** Start Page extract **

Polish Court Ruling Classification Using Deep Neural Networks

Sensors 2022, 22(6), 2137; https://doi.org/10.3390/s22062137
by Łukasz Kostrzewa and Robert Nowak *
Reviewer 1: Anonymous
Reviewer 2: Anonymous
Sensors 2022, 22(6), 2137; https://doi.org/10.3390/s22062137
Submission received: 17 January 2022 / Revised: 18 February 2022 / Accepted: 4 March 2022 / Published: 9 March 2022
(This article belongs to the Section Sensor Networks)

Round 1

Reviewer 1 Report

This paper presents an empirical evaluation of different word embedding methods and deep neural network architectures for the classification of Polish court rulings.

The experimental setting appears correct (in particular, the subdivision of the collected data into training and testing sets, and the use of a cross-validation procedure for model evaluation and selection on training data).

I have the following main remarks that could be addressed by a minor revision, provided that remark 1 is convincingly addressed:


1) The classification task consists in predicting the kind of a given ruling, as one of the four mutually exclusive classes: Economic, Labor, Civil and Criminal. As far as I understood, the class of a ruling is strongly related to the department of the corresponding court, and the name of the department is always available for each ruling (see table 1); moreover, according to section 2.1, the true class has been determined in this work by applying a simple set of rules to the department name (basically, they consist in merging related departments). Therefore, it is not clear to me why a relatively complex machine learning approach should be useful to this specific classification task, instead of, e.g., a much simpler rule-based approach that only considers the department name (even manually defined rules, such as the ones summarized in section 2.1).

** End Page extract **

§ Direction 1
Answer these questions from the review excerpt, one line each:
(a) On what date was the submission received?
(b) What are the four classes a ruling can be assigned to?
(c) According to section 2.1, how was the true class of a ruling determined?
§ Direction 2
Quote the part of the review excerpt that begins at the words "Polish Court Ruling Classification" and stops after "Section Sensor Networks)".

** Start Extracted information **

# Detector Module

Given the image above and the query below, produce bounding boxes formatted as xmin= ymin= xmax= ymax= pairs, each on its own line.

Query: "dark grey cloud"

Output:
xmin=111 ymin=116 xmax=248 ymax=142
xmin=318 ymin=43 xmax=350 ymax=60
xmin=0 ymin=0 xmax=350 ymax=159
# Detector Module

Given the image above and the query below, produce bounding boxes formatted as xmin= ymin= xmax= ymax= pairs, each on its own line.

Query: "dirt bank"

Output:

** End Extracted information **
** Start Extracted information **

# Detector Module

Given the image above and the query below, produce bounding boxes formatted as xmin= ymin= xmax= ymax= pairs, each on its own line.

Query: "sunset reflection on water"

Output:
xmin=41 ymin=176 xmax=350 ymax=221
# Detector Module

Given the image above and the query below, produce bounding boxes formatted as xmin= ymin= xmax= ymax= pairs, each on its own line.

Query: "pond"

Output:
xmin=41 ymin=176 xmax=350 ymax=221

** End Extracted information **

§ Final result 1
(a) 17 January 2022
(b) Economic, Labor, Civil and Criminal
(c) By applying a simple set of rules to the department name

§ Final result 2
Polish Court Ruling Classification Using Deep Neural Networks

Sensors 2022, 22(6), 2137; https://doi.org/10.3390/s22062137
by Łukasz Kostrzewa and Robert Nowak *
Reviewer 1: Anonymous
Reviewer 2: Anonymous
Sensors 2022, 22(6), 2137; https://doi.org/10.3390/s22062137
Submission received: 17 January 2022 / Revised: 18 February 2022 / Accepted: 4 March 2022 / Published: 9 March 2022
(This article belongs to the Section Sensor Networks)